── Data entries ──

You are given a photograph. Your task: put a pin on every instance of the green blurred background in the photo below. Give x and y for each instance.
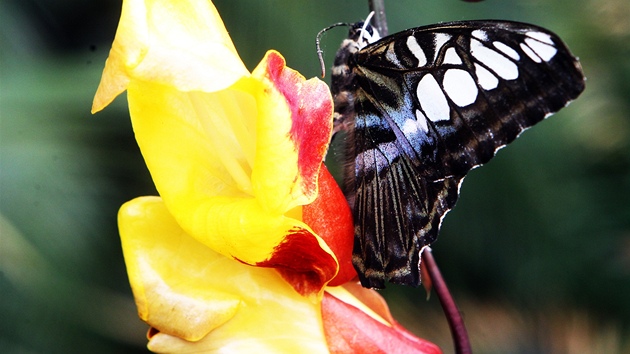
(537, 252)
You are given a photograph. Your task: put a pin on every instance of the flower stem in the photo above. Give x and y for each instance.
(453, 316)
(379, 20)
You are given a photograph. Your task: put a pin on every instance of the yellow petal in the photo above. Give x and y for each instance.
(202, 148)
(201, 301)
(179, 43)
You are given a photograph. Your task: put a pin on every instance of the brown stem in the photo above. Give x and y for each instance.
(453, 316)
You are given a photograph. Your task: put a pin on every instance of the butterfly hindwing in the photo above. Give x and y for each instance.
(427, 105)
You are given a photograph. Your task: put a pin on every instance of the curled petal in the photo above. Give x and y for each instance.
(229, 167)
(201, 301)
(330, 217)
(183, 44)
(293, 144)
(352, 327)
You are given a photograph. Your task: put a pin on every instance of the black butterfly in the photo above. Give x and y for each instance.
(424, 106)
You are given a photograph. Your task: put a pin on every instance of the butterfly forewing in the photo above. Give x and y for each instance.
(430, 103)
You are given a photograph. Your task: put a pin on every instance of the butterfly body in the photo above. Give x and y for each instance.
(423, 107)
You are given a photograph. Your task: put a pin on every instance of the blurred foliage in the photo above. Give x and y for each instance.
(537, 252)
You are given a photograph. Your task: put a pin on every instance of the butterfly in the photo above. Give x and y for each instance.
(421, 108)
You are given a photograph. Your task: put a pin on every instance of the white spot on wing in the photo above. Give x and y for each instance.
(530, 53)
(494, 60)
(543, 37)
(545, 51)
(390, 54)
(432, 99)
(480, 34)
(507, 50)
(460, 87)
(451, 57)
(487, 80)
(416, 50)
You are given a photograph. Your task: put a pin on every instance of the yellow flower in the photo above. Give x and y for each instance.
(250, 228)
(233, 155)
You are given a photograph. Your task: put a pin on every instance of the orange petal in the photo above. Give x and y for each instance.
(330, 217)
(350, 330)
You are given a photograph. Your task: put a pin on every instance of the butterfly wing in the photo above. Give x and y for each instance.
(430, 104)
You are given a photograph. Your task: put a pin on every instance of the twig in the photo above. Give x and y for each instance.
(454, 318)
(379, 21)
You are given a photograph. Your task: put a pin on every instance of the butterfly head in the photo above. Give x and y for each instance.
(363, 33)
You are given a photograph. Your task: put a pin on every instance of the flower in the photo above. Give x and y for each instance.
(250, 233)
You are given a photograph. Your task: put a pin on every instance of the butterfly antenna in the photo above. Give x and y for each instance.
(365, 24)
(320, 52)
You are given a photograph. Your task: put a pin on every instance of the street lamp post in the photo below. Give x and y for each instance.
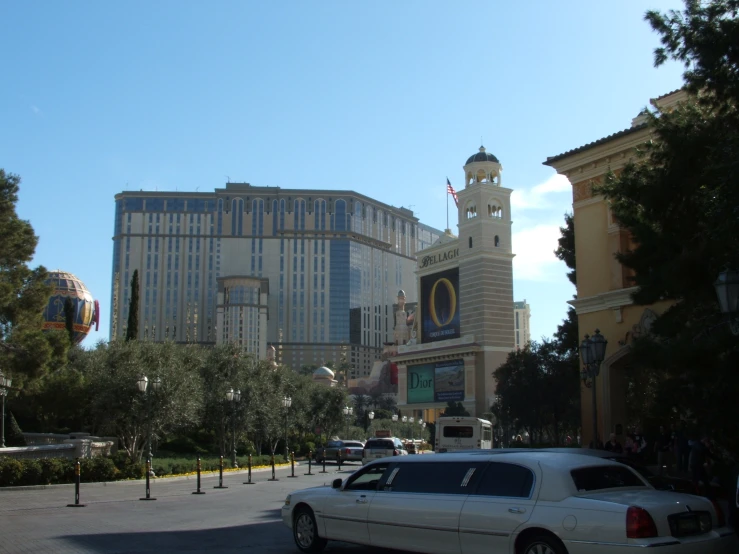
(727, 291)
(233, 396)
(592, 351)
(286, 403)
(143, 384)
(348, 411)
(4, 386)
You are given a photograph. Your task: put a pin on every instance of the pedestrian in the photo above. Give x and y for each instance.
(663, 447)
(629, 445)
(640, 444)
(613, 445)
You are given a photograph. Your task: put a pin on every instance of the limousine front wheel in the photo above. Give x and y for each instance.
(305, 531)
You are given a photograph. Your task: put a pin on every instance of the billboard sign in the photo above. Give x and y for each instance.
(438, 382)
(440, 306)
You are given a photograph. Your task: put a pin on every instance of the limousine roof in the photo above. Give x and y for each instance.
(556, 483)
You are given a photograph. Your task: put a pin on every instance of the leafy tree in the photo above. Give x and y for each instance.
(115, 403)
(680, 203)
(704, 38)
(538, 391)
(132, 330)
(25, 351)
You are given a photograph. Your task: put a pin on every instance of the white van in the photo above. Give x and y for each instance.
(463, 433)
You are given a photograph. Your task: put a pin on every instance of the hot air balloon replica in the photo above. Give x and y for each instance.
(86, 310)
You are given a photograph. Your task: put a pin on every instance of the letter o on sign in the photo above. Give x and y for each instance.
(452, 302)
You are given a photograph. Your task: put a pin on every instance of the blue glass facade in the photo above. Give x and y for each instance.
(317, 255)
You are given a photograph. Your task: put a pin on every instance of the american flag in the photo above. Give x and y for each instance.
(450, 190)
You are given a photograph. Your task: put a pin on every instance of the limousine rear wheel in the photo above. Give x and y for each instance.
(542, 544)
(305, 531)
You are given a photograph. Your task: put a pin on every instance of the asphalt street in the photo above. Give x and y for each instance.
(240, 518)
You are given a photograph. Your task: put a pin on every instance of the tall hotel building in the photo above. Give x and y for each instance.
(312, 272)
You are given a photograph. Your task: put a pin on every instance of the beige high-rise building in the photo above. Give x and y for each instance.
(522, 317)
(464, 323)
(312, 272)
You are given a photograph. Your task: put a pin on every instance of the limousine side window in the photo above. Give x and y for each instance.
(508, 480)
(435, 478)
(366, 479)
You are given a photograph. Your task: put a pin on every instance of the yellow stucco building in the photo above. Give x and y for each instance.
(604, 286)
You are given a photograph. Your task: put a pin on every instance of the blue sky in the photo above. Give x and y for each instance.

───

> _Brief_
Write out only the final block of lines, starting at the line with "the limousine side" and running to the end of the material.

> _Written response_
You are given a photograph. Your task: put a pin on every instance of the limousine side window in the photo above. Give x and y for each instance.
(508, 480)
(435, 478)
(366, 479)
You are given a photograph. Your task: put a pin on every instance of the yellow stucco building in the photo above. Give x and y for each instance.
(604, 286)
You are given a photograph. Your task: put a pin on every instance of the blue sky in the photo above. Give x and y for each instance.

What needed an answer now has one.